*** Raw records ***
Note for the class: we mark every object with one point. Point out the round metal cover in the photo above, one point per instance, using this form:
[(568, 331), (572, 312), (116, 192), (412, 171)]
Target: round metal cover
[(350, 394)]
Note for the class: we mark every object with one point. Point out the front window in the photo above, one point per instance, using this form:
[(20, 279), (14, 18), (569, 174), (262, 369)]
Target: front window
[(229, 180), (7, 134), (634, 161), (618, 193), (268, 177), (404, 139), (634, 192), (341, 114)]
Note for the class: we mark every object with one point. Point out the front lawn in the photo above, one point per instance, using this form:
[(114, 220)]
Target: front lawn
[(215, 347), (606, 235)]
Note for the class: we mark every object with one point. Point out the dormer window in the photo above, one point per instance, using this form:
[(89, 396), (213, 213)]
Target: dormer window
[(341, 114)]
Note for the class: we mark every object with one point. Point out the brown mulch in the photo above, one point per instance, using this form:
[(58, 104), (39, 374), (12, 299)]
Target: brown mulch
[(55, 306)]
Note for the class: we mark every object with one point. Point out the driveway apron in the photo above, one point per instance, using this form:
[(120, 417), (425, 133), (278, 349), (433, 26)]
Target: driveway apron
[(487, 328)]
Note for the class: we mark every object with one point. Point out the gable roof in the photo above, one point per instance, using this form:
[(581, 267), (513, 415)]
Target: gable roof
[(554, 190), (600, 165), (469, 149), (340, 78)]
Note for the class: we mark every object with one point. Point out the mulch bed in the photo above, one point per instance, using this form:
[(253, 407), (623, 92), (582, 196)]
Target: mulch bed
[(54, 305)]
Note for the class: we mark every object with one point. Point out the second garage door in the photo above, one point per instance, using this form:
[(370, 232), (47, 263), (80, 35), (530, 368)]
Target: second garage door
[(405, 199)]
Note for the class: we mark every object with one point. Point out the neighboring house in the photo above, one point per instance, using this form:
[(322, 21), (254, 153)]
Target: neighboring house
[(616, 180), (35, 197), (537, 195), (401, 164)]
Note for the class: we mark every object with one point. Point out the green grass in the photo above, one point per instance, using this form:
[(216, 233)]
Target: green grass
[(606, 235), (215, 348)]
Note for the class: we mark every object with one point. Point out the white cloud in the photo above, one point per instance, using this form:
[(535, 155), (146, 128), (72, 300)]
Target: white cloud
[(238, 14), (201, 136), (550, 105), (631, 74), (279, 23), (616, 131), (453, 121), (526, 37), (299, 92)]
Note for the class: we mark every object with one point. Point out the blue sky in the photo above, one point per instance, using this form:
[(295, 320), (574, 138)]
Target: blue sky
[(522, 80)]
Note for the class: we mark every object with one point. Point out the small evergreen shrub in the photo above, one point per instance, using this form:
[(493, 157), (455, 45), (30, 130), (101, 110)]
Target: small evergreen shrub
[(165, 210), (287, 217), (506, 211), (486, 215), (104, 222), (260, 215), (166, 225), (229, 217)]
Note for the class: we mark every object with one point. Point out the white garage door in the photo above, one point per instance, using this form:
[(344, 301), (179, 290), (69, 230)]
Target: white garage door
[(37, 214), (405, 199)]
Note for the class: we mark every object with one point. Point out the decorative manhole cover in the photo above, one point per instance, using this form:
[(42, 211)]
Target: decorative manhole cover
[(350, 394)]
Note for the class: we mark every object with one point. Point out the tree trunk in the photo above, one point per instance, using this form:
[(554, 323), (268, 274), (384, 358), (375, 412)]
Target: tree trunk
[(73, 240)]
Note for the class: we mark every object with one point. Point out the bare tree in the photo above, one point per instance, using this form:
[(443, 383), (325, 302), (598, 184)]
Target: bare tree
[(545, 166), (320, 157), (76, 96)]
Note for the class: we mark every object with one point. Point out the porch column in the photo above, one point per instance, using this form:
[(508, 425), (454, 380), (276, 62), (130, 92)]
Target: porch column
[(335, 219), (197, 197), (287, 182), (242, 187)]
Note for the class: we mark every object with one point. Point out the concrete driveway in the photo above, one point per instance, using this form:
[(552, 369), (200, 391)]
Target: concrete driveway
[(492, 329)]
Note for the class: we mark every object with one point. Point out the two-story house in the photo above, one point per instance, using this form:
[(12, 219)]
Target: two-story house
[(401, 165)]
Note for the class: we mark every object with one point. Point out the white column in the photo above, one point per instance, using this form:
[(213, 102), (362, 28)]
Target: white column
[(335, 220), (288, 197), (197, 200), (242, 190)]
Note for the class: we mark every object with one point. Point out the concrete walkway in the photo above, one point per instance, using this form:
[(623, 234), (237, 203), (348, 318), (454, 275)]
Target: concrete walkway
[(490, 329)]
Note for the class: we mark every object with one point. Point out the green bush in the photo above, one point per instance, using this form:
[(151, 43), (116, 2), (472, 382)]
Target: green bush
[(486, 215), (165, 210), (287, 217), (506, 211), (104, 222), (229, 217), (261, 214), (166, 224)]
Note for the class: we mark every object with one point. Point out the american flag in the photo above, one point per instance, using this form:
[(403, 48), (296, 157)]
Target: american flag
***
Copy all of the rows above word for word, leaving every line unchanged.

Note for the class: we mark every object with one point. Point out the round metal cover in the photo above, one point per instance, using this form:
[(568, 331), (572, 312), (116, 192), (412, 171)]
Target: round metal cover
[(350, 394)]
Note for the class: we mark every object with one point. Point out the front window in the photo above, one point per instance, using this form:
[(20, 279), (14, 18), (569, 174), (262, 369)]
Target: front window
[(229, 180), (7, 134), (634, 161), (618, 193), (268, 177), (404, 139), (634, 192), (341, 114)]
Note for the class: we mark every object with one point. Point out the front lawn in the photo above, one point per instance, using this form:
[(114, 220)]
Target: front lawn
[(215, 347), (606, 235)]
Note for the class: we mark every object with one point. Point out the dormer window in the photo above, one point per instance, using this form:
[(89, 396), (213, 213)]
Target: dormer window
[(341, 114)]
Note for the class: we mark every object with one point. Point out the brown mulch in the photo above, one point per instance, using this form:
[(58, 104), (39, 374), (12, 299)]
Target: brown mulch
[(55, 306)]
Note for the class: we mark every object with one point. Point out the driveway apron in the photo above, one point per instance, using this form:
[(120, 417), (425, 133), (278, 349), (433, 26)]
Target: driveway apron
[(487, 328)]
Note for the class: we mark every object with one point. Point out the gable roof in the photo above, one point per instance, using this form:
[(581, 267), (513, 415)]
Target: gable roof
[(554, 190), (600, 165), (469, 149), (340, 78)]
Note for the class: we mark every object with one point. Point out the mulch bed in the photo above, one point per instance, using this form:
[(253, 407), (623, 92), (582, 196)]
Target: mulch bed
[(54, 305)]
Note for the class: we mark every object with one point. Point out the second garage door in the photo above, one point per instance, using this form:
[(370, 232), (47, 263), (80, 35), (530, 368)]
Target: second garage door
[(405, 199)]
Note for the class: we mark every object with one point. Point out the neighboring house in the photo above, one point per instance, using this form:
[(322, 21), (254, 153)]
Target: neighboring house
[(616, 180), (35, 197), (537, 195), (401, 164)]
Note for the class: we mark every object with one point. Point out the green grass in the photo above, one point per instance, using this form:
[(216, 233)]
Target: green grass
[(606, 235), (215, 348)]
Note for the class: we mark every object with one point. Point out the white cloud in the photo above, one point per instance, using this form:
[(535, 155), (146, 128), (72, 300)]
Target: white cloud
[(238, 14), (201, 136), (550, 105), (631, 74), (279, 23), (616, 131), (453, 121), (526, 37), (299, 92)]
Note for the class: we mark every object with one point. Point out the blue sky in the photo above, one point per instance, using this form:
[(295, 320), (574, 138)]
Target: blue sky
[(522, 80)]
Note for the class: we mark every object with one point. Point out the small evergreen shrub in the photo above, one point per instance, using this form:
[(493, 157), (455, 45), (30, 130), (101, 110)]
Target: small evergreen shrub
[(165, 210), (287, 217), (506, 211), (486, 215), (104, 222), (260, 215), (166, 225), (229, 217)]
Note for the class: we mark every object with one point. Point out the white garage door in the photo above, one point per instance, using this form:
[(344, 301), (179, 290), (69, 230)]
Target: white garage door
[(37, 214), (405, 199)]
Note for the class: we mark every object with one point. Point out the decorative manhole cover in the photo above, one point per instance, using this form:
[(42, 211)]
Target: decorative manhole cover
[(350, 394)]
Note for the class: we mark every object with one point. Point out the tree trunk in the photo above, one point per instance, using this form:
[(554, 323), (268, 274), (384, 358), (375, 412)]
Target: tree trunk
[(73, 240)]
Note for the class: we mark every object with one point. Point out the bare tree in the photo above, one point per instance, using this form:
[(443, 383), (325, 302), (598, 184)]
Target: bare tree
[(545, 166), (320, 157), (76, 96)]
Note for the class: we mark every object with one point. Point out the porch column in the photo above, one point per instance, using this form:
[(508, 425), (454, 380), (276, 62), (130, 92)]
Target: porch column
[(335, 219), (197, 197), (287, 182), (242, 187)]
Note for the class: we mark every object with one point. Point out the concrete driveway in the photo above, one point per instance, using this form:
[(552, 369), (200, 391)]
Target: concrete driveway
[(492, 329)]
Note for the class: we mark every object with one point. Point out the two-story house in the photo above, one point per instance, using this form:
[(12, 219)]
Target: two-story house
[(401, 165)]
Note for the class: we mark every object with one point. Point out the white column in the photo above, one point per instance, using this form:
[(213, 102), (362, 28)]
Target: white column
[(335, 220), (288, 197), (197, 200), (242, 190)]
Note for the class: we mark every object with one point. Point out the concrete walkway in the photo above, one point per instance, using this form:
[(623, 234), (237, 203), (348, 318), (454, 275)]
Target: concrete walkway
[(490, 329)]
Note for the class: we mark every object with one point. Point out the green bush in the photo above, one point per instance, using this form:
[(151, 43), (116, 2), (472, 382)]
Target: green bush
[(486, 215), (165, 210), (287, 217), (506, 211), (104, 222), (229, 217), (261, 214), (166, 224)]
Note for the class: we mark every object with one point. Point out the american flag in the photo above, one point per instance, using this form:
[(403, 48), (296, 157)]
Target: american flag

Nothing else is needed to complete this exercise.